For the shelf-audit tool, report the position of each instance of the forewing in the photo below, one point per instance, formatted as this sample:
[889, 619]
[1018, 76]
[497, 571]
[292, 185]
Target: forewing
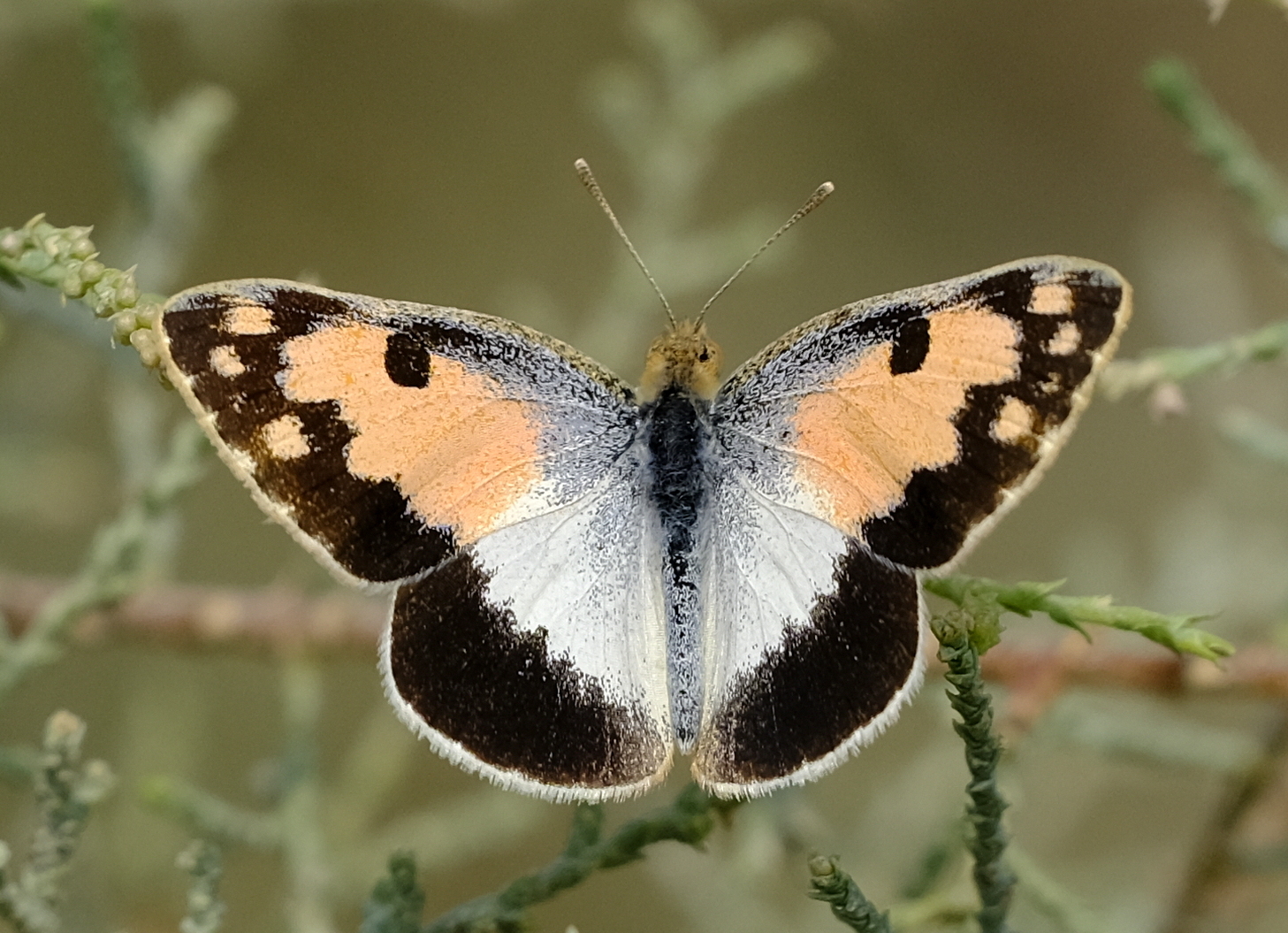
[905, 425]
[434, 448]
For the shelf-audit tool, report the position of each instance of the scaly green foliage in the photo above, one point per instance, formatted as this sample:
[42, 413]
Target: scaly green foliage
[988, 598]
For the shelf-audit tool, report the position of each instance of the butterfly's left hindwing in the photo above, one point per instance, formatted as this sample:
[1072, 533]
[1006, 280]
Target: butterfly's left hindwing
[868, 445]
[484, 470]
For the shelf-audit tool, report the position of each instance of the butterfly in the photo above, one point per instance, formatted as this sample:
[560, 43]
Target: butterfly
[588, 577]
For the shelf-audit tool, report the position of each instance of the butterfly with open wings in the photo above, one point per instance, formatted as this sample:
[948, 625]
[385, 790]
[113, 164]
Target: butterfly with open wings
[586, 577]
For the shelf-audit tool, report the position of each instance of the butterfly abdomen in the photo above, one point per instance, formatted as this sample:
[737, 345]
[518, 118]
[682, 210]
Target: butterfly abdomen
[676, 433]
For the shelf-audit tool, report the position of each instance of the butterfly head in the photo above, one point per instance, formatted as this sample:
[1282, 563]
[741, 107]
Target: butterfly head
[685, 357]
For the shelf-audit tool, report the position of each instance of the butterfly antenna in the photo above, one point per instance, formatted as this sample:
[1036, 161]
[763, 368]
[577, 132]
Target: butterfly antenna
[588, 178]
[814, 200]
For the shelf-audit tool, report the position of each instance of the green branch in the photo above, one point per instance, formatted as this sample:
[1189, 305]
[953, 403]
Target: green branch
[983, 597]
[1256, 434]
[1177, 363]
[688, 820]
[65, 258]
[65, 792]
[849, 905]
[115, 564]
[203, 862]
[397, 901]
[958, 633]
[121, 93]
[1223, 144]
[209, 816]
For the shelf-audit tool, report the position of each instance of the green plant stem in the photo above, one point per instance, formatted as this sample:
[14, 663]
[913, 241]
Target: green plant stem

## The request
Reproduce the material in its entirety and word for word, without the pictures.

## Solution
For the shelf-audit tool, report the position of each instance of the forewing in the photo below, one point per instance, formatted as this sample:
[889, 619]
[1018, 76]
[497, 571]
[292, 185]
Target: forewing
[905, 425]
[434, 448]
For the shelf-audit tool, report the position of each instance of the scaly green foliage in the photo above, one point per instance, formatted as this sample:
[42, 413]
Target: scaly green foliage
[988, 598]
For the shelf-audit tool, report the position of each instance of the butterfly's left hindwing in the photo above, one point per instance, formatted as this sample:
[1072, 533]
[1006, 280]
Target: butterfly's left hindwing
[868, 445]
[484, 470]
For the shelf-audit tool, report the position of each instance of the butterfly in the photo above, one point per instance, formatted as this sample:
[560, 43]
Target: butterfly
[588, 577]
For the shelf-audit tool, report the position of each instance of the butterfly with open wings in the photo above, one point per instance, formatted as this sample:
[948, 625]
[385, 790]
[113, 164]
Target: butterfly with open wings
[586, 577]
For the shelf-audit tool, report the position of each instance of the butterfly abdomen in the photo above, one point per instance, formatted as this sample:
[737, 345]
[518, 118]
[682, 210]
Target: butterfly abdomen
[676, 433]
For the shelf-audit tool, report the position of each instance of the butterfly head in the photo above, one point per instance, formatted as this sample:
[1282, 563]
[741, 107]
Target: butterfly head
[685, 357]
For the shelf-audit tool, report the position of each instance of the butterfly antenna in the photo above, one point per instance, formatted as this sample:
[1036, 161]
[763, 368]
[577, 132]
Target: butterfly antenna
[588, 178]
[814, 200]
For the shelf-audit tool, report the position of each instance of the green branch in the photo above, one point per instance, formatted as this sample:
[1189, 305]
[953, 403]
Target: green branch
[983, 597]
[1256, 434]
[1177, 363]
[688, 820]
[65, 258]
[65, 792]
[849, 905]
[115, 564]
[203, 862]
[397, 901]
[958, 633]
[121, 93]
[1223, 144]
[209, 816]
For the shelf-audit tool, report the position of each instance of the green plant stem in the photo above, one point per instance, formatted as this sample:
[14, 663]
[913, 241]
Target: green plant stem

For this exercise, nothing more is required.